- **Task to carry out**
Print out the records in full, keeping each word unchanged.

- **Records to process**

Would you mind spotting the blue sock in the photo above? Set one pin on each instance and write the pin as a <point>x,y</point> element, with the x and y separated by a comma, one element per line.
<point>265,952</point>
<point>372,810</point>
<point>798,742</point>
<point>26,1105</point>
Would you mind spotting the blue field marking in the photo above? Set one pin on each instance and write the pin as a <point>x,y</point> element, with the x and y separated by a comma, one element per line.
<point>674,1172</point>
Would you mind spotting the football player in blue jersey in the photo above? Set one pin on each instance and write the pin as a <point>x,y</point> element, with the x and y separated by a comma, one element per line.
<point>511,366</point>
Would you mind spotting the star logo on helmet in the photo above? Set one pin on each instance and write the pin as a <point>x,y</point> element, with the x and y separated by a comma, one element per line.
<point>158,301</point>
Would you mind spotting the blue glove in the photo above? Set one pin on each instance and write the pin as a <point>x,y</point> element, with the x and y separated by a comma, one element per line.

- **Reply**
Would you mind spotting the blue sock in the photo above? Set one pin on each instance and write the pin as a <point>x,y</point> element, with the x and y separated by a comma, one element per line.
<point>265,952</point>
<point>372,810</point>
<point>798,742</point>
<point>26,1105</point>
Would you mind spotting the blue field marking in the photo above? Set one pin on each instance and write the pin as a <point>x,y</point> element, with the x and y separated by a comma, one element per line.
<point>674,1172</point>
Would you mind spotting the football player in blue jersey in the photo above? Set one pin on each instance and write the pin as a <point>x,y</point> element, with the x and y separated by a comma, one element per line.
<point>511,366</point>
Would you mind spotting the star logo on helmet in the photo above? Set one pin on each instance and write the pin as a <point>x,y</point> element, with the x and y separated by a comma, one element per line.
<point>158,301</point>
Would you mind spotting the blue glove in the photo above? Set one pin on each instance and write the pin as a <point>x,y</point> element, with the x and y separated by a comma, one element per line.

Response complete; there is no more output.